ABD ile gaspçı rejim arasındaki bir diğer ortak tehdit ise Lübnan’dır. Suriye-Lübnan sınırının hassas kısımlarının son iki ayda İsrail ordusu tarafından işgal edilmesinin yanı sıra, İsrail ordusunun Lübnan'ın kuzeydeki Hayyam ve Marciyun bölgelerindeki hâkimiyetini sürdürme çabalarına şahit oluyoruz. Eğer bu eylemle mücadele edilmezse, İsrail hükümeti Lübnan ve Lübnan hükümeti üzerinde kalıcı bir kontrole sahip olacak ve dolayısıyla Arap bölgesine yönelik baskıları artıracaktır.

Mevcut tehditler sadece direniş ekseniyle sınırlı değildir. Mısır, Ürdün, Suudi Arabistan ve Türkiye de ABD ve İsrail rejimi tarafından egemenlik ve toprak tehdidiyle karşı karşıyadır. Donald Trump, Ürdün Kralı ile görüşmesinde bölgede barışın sağlanması için Mısır ve Ürdün'ün topraklarının bir kısmından vazgeçmesi gerektiğini vurguladı.
+ + +
(Yapılacak iş) Yukarıdaki yazıdan "ABD ile gaspçı" sözlerinden başlayıp "vazgeçmesi gerektiğini vurguladı." sözleri de dahil olmak üzere o kısma kadar olan bölümü hiç değiştirmeden çıkar.
+ + +
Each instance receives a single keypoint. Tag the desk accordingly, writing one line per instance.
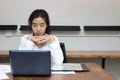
(84, 54)
(94, 54)
(95, 73)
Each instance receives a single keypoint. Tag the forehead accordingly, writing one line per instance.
(38, 20)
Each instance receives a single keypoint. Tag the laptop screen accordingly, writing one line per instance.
(30, 62)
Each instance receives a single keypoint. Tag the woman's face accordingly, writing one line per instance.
(39, 26)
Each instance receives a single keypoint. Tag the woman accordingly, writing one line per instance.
(40, 39)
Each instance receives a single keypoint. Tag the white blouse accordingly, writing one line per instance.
(54, 47)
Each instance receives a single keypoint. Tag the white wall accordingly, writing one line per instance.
(65, 12)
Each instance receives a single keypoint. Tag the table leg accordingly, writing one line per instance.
(103, 63)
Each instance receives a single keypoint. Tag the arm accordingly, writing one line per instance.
(25, 44)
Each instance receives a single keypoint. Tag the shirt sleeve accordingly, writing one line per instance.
(56, 52)
(25, 44)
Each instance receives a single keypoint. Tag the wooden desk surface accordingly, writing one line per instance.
(82, 54)
(93, 54)
(95, 73)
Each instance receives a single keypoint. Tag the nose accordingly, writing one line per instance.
(38, 28)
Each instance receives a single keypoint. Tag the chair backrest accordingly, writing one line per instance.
(62, 45)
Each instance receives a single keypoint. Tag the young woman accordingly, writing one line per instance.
(40, 39)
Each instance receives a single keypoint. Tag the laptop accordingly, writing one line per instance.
(30, 62)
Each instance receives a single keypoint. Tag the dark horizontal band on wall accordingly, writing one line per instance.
(56, 28)
(102, 28)
(8, 27)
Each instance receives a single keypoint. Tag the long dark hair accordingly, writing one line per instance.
(43, 14)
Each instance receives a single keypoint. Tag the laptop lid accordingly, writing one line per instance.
(30, 62)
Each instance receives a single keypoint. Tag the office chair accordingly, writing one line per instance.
(62, 45)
+ + +
(Çözüm)
ABD ile gaspçı rejim arasındaki bir diğer ortak tehdit ise Lübnan’dır. Suriye-Lübnan sınırının hassas kısımlarının son iki ayda İsrail ordusu tarafından işgal edilmesinin yanı sıra, İsrail ordusunun Lübnan'ın kuzeydeki Hayyam ve Marciyun bölgelerindeki hâkimiyetini sürdürme çabalarına şahit oluyoruz. Eğer bu eylemle mücadele edilmezse, İsrail hükümeti Lübnan ve Lübnan hükümeti üzerinde kalıcı bir kontrole sahip olacak ve dolayısıyla Arap bölgesine yönelik baskıları artıracaktır.

Mevcut tehditler sadece direniş ekseniyle sınırlı değildir. Mısır, Ürdün, Suudi Arabistan ve Türkiye de ABD ve İsrail rejimi tarafından egemenlik ve toprak tehdidiyle karşı karşıyadır. Donald Trump, Ürdün Kralı ile görüşmesinde bölgede barışın sağlanması için Mısır ve Ürdün'ün topraklarının bir kısmından vazgeçmesi gerektiğini vurguladı.